■ EXTRAIT DE PAGE:
C'est pourquoi, en raison de toutes les explications précédemment énoncées, nous regrettons le manque d'ambition du projet de loi C-62. Il s'agit d'un manque d'ambition qui restreint la portée d'un projet de loi qui mérite davantage que ce que les libéraux nous proposent.
Cette déception semble partagée par la présidente nationale de l'Alliance de la fonction publique du Canada. Elle appelait récemment le gouvernement à faire plus que simplement présenter une loi pour corriger celles auxquelles avait recours le gouvernement conservateur pour réduire les droits de négociation des fonctionnaires.
Il est donc impératif de continuer à faire mûrir ce projet de loi. Nous devons aller beaucoup plus loin et exploiter davantage toutes ses potentialités. J'ai bien expliqué quelles seraient les mesures à conserver, les mesures dans lesquelles il faut aller beaucoup plus loin et les mesures carrément oubliées. Il faut vraiment que le gouvernement libéral abroge l'ensemble des mesures conservatrices.
Ce matin, j'ai entendu le président du Conseil du Trésor mentionner de très beaux principes. Cependant, si les libéraux veulent être cohérents avec les principes énoncés ce matin, ils doivent abroger l'ensemble des mesures anti-travailleurs que les conservateurs ont mis en avant. Il faut profiter de cette occasion.

Données de pointage par expressions référentielles
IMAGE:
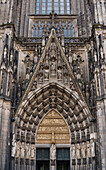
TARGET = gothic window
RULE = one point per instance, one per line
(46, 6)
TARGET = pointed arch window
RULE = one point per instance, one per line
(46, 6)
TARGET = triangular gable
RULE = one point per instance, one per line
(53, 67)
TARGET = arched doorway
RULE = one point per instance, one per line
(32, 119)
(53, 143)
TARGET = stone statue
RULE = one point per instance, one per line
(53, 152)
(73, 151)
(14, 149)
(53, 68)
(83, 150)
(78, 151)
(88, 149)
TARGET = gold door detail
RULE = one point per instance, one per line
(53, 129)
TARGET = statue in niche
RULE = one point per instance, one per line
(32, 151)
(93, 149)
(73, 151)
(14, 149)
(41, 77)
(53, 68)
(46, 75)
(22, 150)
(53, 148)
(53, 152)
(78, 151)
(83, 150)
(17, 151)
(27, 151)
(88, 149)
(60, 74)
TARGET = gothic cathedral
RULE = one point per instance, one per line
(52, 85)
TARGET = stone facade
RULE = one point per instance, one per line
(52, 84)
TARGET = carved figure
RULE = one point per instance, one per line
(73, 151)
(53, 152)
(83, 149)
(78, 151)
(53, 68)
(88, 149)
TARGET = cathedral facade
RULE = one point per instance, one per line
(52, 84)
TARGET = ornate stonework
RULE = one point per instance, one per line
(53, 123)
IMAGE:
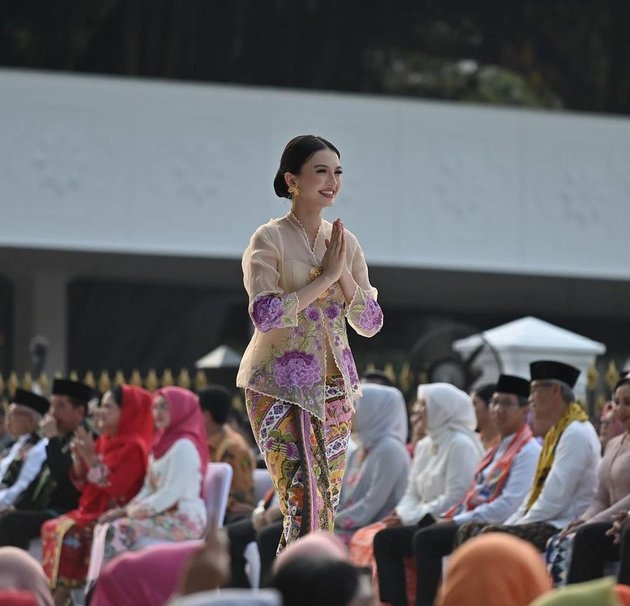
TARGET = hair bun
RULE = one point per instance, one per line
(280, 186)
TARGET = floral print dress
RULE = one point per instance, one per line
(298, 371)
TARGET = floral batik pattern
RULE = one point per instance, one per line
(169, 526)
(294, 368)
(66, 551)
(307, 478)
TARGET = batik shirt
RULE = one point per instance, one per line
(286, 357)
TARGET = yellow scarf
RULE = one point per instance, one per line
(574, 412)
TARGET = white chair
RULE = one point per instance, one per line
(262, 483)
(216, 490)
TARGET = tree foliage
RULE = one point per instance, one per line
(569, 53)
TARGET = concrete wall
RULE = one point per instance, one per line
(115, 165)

---

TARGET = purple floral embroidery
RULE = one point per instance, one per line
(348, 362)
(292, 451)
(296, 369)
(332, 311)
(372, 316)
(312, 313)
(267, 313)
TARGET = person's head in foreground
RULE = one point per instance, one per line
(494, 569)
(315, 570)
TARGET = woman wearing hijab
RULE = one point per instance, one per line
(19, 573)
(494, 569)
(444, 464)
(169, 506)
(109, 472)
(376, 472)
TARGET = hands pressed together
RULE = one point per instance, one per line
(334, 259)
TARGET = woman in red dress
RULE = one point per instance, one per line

...

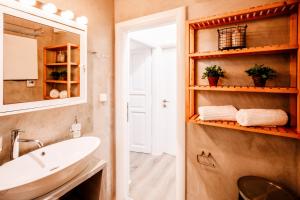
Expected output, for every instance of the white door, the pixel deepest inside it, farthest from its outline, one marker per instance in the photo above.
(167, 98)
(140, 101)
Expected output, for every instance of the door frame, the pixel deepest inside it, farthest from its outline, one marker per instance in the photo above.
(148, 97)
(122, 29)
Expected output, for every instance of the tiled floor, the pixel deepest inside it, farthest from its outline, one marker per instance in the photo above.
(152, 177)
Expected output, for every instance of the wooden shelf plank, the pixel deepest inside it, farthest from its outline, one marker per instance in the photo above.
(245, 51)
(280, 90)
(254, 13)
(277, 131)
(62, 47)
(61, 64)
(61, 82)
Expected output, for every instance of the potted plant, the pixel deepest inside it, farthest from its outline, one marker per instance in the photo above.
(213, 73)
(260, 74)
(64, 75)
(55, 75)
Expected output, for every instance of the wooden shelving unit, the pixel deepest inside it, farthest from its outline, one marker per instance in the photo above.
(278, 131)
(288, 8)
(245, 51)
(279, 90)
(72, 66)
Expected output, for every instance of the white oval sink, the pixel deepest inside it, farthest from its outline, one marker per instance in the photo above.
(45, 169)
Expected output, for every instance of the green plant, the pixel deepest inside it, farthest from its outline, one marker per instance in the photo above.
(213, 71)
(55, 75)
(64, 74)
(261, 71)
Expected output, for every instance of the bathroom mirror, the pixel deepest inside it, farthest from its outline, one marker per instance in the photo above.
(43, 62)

■ ACTIVITÉS PROPOSÉES:
• 1. Dans l'extrait de page sur le projet de loi C-62, relevez les catégories de mesures énumérées dans la phrase qui commence par « J'ai bien expliqué ».
• 2. Prolongez l'extrait de page sur le projet de loi C-62 à partir de sa dernière phrase.

■ RÉPONSES PAR TÂCHE:
• 1.
- les mesures à conserver
- les mesures dans lesquelles il faut aller beaucoup plus loin
- les mesures carrément oubliées

• 2.
On sait que ce projet de loi a été déposé à l'automne 2016, beaucoup de temps s'est donc écoulé depuis. Il y a des attentes monumentales. La fonction publique fédérale est dédiée à rendre service aux citoyens et aux citoyennes. Nous venons de fêter le deuxième anniversaire des problèmes liés au système de paie Phénix. Il faut amener le projet de loi C-62 aussi loin que possible pour nous permettre de régler ces problèmes avec lesquels nous vivons depuis trop longtemps.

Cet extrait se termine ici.